◆ FRAGMENTO PROPORCIONADO:

====================

En Ucrania docenas de miles de manifestantes salen a la calle a airear su descontento. Dejando aparte el sentido y la justicia de sus reivindicaciones, su protesta adquiere mucho más valor si se advierte el frío siberiano que recorre Europa durante este otoño póstumo. Hay que tener ganas, pero muchas ganas, de tirar un gobierno abajo cuando te expones a trincar una neumonía o a que te amputen diversas extremidades. Sin embargo, en esto de manifestarse, parece que aún no se ha inventado nada mejor que patear la puta calle.
Resulta pasmoso contemplar el desbarajuste entre la política y el resto del tablero de juego. La democracia parlamentaria se echó a hibernar allá a comienzos del siglo XIX, aferrada a las supersticiones del escaño, y todavía no se ha despertado del letargo. En dos siglos, en cuestión de organización ideológica, no hemos podido inventar nada mejor que la derecha y la izquierda. Pensándolo bien, da mucha pena y también bastante asco. Es como si los médicos aún practicaran sangrías con sanguijuelas y no supieran nada de los antibióticos, de la neurocirugía y del escáner. Como si los físicos siguieran aferrados al modelo de Laplace y lo desconocieran todo de la teoría cuántica y de los agujeros negros. Como si los novelistas aún confiaran en el autor omnisciente, los músicos ni siquiera hubieran alcanzado a vislumbrar el cromatismo y los poetas aún compusieran odas a los pajaritos.
Para entendernos: en esto de la política es como si todavía viviéramos sin electricidad, sin calefacción y sin agua corriente. Como si viajaramos en calesa, escribiéramos cartas a mano y lo ignoráramos todo acerca de la ducha, el bidé y las ventajas de la higiene en general. Vivir representados por políticos profesionales es igual que cohabitar con golondrinos en el sobaco, liendres en el pelo y pelotillas en los dedos de los pies. No obstante, parece que tendremos que aguantarnos porque, vistos cómo salieron los diversos experimentos en materia utópica y los ismos de toda clase y condición, al parecer tampoco hemos inventado nada mejor. Ni siquiera hemos podido perfeccionar el modelo revolucionario de tomar la calle, agitar una pancarta o apedrear un escaparate.
Es más, el poder está dando una vuelta de tuerca generalizada para regresar más atrás: en España, a ser posible, al Concilio de Trento. Mientras en buena parte del globo terráqueo las mujeres ni siquiera han alcanzado la categoría de seres humanos, en occidente se trabaja a fondo para ampliar los límites de la jornada laboral, la edad de la jubilación y la prohibición del trabajo infantil. De momento los niños sólo curran a la vista en los supermercados chinos pero todo se andará. La religión ha vuelto por sus fueros y el feudalismo aprovecha para colarse de rondón disfrazado de liberalismo económico. La caída de las Torres Gemelas escenificó el despertar del sueño: al chocar uno contra otro los dos grandes símbolos de la civilización occidental, el rascacielos y el avión a reacción, nos devolvieron de golpe a la Edad de Piedra. Cuando Fukuyama anunció el final de la Historia no alcanzó a ver que el siglo XXI no era, ni mucho menos, un fin de trayecto sino una marcha atrás. No una fiesta sino una glaciación.
Abríguense. El invierno promete ser muy frío y muy, muy largo.

====================

◆ REGISTROS PROPORCIONADOS:
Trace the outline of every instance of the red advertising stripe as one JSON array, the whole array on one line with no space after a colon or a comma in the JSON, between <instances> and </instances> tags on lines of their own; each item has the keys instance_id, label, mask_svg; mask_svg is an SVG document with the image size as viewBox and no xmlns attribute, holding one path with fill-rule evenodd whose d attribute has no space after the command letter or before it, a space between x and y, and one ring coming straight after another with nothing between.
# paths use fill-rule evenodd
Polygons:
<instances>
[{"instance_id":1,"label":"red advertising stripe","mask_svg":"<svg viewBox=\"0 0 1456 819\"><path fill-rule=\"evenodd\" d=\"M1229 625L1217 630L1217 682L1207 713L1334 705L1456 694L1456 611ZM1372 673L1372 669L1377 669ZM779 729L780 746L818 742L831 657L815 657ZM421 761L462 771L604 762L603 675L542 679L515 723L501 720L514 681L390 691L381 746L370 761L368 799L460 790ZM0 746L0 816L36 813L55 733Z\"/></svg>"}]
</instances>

====================

◆ SOBRE ESTE EJERCICIO: En el fragmento sobre la democracia parlamentaria, ¿en qué época se dice que esta se echó a hibernar?

◆ SOLUCIÓN DEL EJERCICIO: A comienzos del siglo XIX.